YOUR OBJECTIVE:
Repeat every line of the data below, requests included, and shift each point coordinate in the answers by -71. Leave the pictures out.

DATASET CONTENT:

begin

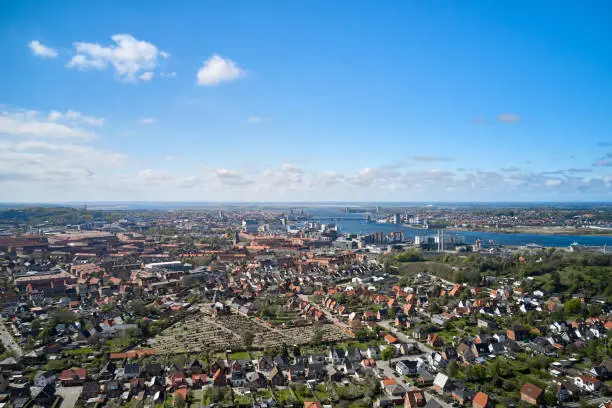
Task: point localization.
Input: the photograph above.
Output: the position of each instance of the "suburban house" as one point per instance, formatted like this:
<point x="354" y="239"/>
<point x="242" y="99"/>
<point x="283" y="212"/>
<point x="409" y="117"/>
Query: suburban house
<point x="531" y="394"/>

end

SOLUTION TO THE PROBLEM:
Task: point localization.
Input: the photograph above.
Output: the position of each instance of the "suburban house" as one point per instance, formatted like this:
<point x="354" y="239"/>
<point x="242" y="99"/>
<point x="283" y="212"/>
<point x="409" y="117"/>
Query: suburban house
<point x="460" y="323"/>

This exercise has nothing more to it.